**EXCERPTED PASSAGE**
______

By Adam Estes and Luc Zipkin
At this point, when discussing the extensive collection of Kermit Weeks and Fantasy of Flight of Polk City, Florida, the question is not “How many planes does Kermit have?”, but rather “What are the planes he doesn’t have?” Well, if anyone has been keeping score, make sure to check the Boeing 307 Stratoliner off the list– sort of. Mr. Weeks, known around the world as one of the planet’s most prolific and longest-standing collectors of vintage aircraft, announced on Friday, February 2nd that he had been granted ownership of what he will be calling “The Floating Penthouse,” a bizarrely wonderful adaptation of a particularly historic Stratoliner into houseboat form.

______

Detection examples
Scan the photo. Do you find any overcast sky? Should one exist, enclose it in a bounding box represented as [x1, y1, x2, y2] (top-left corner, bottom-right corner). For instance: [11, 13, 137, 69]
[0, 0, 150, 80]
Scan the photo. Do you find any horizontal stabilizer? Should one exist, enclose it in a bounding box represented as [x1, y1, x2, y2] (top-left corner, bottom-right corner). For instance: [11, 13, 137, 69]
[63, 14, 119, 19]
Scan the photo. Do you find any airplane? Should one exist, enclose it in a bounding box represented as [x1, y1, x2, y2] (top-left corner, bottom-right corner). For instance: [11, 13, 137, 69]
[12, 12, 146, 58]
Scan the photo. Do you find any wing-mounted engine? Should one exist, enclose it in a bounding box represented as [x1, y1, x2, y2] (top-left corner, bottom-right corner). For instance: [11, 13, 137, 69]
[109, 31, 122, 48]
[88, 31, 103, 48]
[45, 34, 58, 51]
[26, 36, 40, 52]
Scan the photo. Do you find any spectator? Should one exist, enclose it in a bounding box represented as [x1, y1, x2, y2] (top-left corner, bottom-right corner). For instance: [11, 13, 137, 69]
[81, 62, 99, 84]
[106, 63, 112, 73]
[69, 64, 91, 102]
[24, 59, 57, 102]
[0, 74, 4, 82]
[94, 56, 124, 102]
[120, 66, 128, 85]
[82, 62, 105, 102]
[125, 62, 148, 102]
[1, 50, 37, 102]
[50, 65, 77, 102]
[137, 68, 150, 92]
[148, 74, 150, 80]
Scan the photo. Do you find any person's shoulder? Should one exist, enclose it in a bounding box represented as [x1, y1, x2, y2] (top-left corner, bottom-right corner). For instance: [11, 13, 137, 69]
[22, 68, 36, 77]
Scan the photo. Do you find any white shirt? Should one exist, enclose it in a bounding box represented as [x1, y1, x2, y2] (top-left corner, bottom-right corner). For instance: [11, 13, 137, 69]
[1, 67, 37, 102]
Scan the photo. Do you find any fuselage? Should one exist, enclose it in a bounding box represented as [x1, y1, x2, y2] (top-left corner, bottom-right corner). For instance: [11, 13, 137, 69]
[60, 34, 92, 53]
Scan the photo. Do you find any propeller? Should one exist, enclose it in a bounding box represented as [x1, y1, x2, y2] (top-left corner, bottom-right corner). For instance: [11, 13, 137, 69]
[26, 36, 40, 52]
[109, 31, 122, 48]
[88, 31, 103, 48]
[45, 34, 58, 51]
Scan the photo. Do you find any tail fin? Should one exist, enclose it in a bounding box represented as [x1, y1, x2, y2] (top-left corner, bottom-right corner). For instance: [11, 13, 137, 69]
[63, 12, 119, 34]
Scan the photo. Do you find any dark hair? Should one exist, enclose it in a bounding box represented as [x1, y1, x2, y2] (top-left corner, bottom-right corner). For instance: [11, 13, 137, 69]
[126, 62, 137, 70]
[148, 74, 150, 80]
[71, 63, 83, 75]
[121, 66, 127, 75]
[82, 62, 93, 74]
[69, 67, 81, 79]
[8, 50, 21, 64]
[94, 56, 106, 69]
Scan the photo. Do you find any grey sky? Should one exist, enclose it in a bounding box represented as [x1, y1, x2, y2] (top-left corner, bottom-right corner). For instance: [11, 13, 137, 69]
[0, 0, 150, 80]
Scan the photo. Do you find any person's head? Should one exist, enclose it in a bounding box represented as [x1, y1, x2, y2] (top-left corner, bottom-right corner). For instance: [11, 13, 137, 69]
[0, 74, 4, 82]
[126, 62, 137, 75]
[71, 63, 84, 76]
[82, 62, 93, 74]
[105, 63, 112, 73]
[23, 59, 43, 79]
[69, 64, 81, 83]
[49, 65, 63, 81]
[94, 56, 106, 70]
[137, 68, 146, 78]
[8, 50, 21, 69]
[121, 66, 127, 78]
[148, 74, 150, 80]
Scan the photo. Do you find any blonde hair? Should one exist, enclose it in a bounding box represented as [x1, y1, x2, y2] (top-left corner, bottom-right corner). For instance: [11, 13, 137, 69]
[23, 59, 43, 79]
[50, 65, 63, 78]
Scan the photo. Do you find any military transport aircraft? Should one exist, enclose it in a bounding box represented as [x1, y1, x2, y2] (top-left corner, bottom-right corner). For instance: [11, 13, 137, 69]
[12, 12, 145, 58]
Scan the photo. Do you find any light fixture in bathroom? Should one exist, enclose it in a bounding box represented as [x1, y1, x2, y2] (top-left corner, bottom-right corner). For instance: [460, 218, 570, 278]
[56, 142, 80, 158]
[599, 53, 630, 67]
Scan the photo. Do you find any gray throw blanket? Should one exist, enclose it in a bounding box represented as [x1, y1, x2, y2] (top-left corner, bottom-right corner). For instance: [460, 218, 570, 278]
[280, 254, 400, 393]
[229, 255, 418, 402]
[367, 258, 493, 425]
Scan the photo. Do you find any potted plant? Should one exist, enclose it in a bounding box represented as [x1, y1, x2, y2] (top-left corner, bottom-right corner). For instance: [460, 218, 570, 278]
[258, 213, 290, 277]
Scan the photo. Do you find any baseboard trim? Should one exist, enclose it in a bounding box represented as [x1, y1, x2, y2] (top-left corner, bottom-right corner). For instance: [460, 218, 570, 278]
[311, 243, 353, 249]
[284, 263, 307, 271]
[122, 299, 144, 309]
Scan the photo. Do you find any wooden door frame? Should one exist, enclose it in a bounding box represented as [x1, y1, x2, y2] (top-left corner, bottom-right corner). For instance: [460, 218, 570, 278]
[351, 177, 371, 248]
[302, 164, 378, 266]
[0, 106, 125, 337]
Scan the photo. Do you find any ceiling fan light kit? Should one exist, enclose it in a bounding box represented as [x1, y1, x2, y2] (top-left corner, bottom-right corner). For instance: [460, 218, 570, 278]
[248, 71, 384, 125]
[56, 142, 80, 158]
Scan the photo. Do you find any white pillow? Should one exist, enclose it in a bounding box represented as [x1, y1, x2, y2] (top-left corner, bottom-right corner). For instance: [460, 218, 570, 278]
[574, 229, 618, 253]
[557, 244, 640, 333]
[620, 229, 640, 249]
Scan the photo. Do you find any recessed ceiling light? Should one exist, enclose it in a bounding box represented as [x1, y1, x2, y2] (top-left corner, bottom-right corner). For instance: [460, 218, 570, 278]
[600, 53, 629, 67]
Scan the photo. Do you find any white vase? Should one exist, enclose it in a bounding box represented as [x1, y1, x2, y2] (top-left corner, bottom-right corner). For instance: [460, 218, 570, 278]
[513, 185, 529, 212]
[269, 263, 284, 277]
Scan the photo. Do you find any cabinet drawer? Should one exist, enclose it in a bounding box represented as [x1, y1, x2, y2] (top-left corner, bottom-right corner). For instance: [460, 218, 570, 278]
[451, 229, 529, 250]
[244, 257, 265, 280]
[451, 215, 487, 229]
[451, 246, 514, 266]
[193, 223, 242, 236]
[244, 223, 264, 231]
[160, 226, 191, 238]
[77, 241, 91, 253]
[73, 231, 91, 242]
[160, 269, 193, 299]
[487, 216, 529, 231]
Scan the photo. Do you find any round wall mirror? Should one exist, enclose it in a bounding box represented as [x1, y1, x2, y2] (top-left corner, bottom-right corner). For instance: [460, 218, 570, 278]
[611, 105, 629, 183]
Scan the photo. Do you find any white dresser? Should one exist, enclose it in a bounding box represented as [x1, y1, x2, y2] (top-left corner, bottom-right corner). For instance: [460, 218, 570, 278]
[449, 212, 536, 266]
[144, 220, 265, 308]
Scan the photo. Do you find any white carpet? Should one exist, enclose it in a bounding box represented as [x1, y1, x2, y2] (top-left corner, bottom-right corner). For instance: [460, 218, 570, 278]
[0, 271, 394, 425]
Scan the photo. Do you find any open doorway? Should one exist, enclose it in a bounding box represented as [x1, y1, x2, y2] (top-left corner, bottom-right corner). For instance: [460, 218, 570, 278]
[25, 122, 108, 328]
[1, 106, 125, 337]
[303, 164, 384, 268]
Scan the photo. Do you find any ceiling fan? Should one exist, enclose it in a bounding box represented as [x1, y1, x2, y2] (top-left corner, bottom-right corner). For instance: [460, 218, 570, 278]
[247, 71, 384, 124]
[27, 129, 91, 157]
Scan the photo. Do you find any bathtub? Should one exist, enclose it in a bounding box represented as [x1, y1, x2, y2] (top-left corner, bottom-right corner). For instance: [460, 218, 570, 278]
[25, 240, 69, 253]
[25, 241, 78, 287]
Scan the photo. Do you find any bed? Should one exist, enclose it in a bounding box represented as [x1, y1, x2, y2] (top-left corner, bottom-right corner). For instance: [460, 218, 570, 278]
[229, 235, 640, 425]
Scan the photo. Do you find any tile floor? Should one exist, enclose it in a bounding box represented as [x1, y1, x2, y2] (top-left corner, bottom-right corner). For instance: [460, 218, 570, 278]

______

Resume the article on Kermit Weeks and the Stratoliner houseboat, continuing after its last sentence.

**REPLY TO THE TASK**
Perhaps one of the most beautiful propliners ever built, the Boeing 307 Stratoliner is the epitome of Art Deco design in airplane form, and was the first pressurized airliner to enter commercial service. If there was one person most responsible for the existence of the Stratoliner outside Boeing, it would be Donald Webb Tomlinson, a former U.S. Navy pilot who had conducted five years of high-altitude flight testing for Transcontinental and Western Airlines (TWA; later rebranded as Trans World Airlines) flying both the Douglas DC-1 and Northrop Gamma, and determined that a four-engined, pressurized airliner would be best suited to take advantage of flying above the hazardous weather that all airliners at this point had to travel through, especially thunderstorms that could block mountain passes within the Rocky Mountains on transcontinental flights. Having also test-flown the Boeing Model 299, the prototype for the B-17 Flying Fortress, Tomlinson and TWA determined that the Model 299 could form the basis for what would become the world’s first pressurized airliner. The Model 307 took the 299’s wings, engines, tail, and landing gear, but added a larger fuselage, whose pressurization system was extensively tested by Boeing engineers. Among the methods tested by Boeing was to apply soapy water all over the fuselage during pressurization tests and spotting leaks through the soapy bubbles. The Stratoliner was also an attempt to create an alternative to what would become the Douglas DC-4E, which had become too complex and costly for Pan American, Eastern, and Transcontinental & Western Airlines.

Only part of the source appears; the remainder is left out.